-- BEGIN Data records --
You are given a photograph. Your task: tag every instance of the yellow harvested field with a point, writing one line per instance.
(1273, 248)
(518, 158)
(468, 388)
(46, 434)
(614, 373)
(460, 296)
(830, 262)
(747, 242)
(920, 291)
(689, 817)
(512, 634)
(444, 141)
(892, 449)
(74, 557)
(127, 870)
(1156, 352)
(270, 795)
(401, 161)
-- END Data records --
▶ [Given exercise]: Restate every record exactly, leaving nothing out.

▶ [Worked answer]:
You are given a photograph. Your task: tag every instance of the yellow harvested field with a point, writing one line per instance.
(1273, 248)
(518, 158)
(468, 388)
(46, 434)
(614, 373)
(460, 296)
(830, 262)
(747, 242)
(920, 291)
(689, 817)
(512, 634)
(444, 141)
(892, 449)
(74, 557)
(127, 870)
(1156, 352)
(270, 795)
(401, 161)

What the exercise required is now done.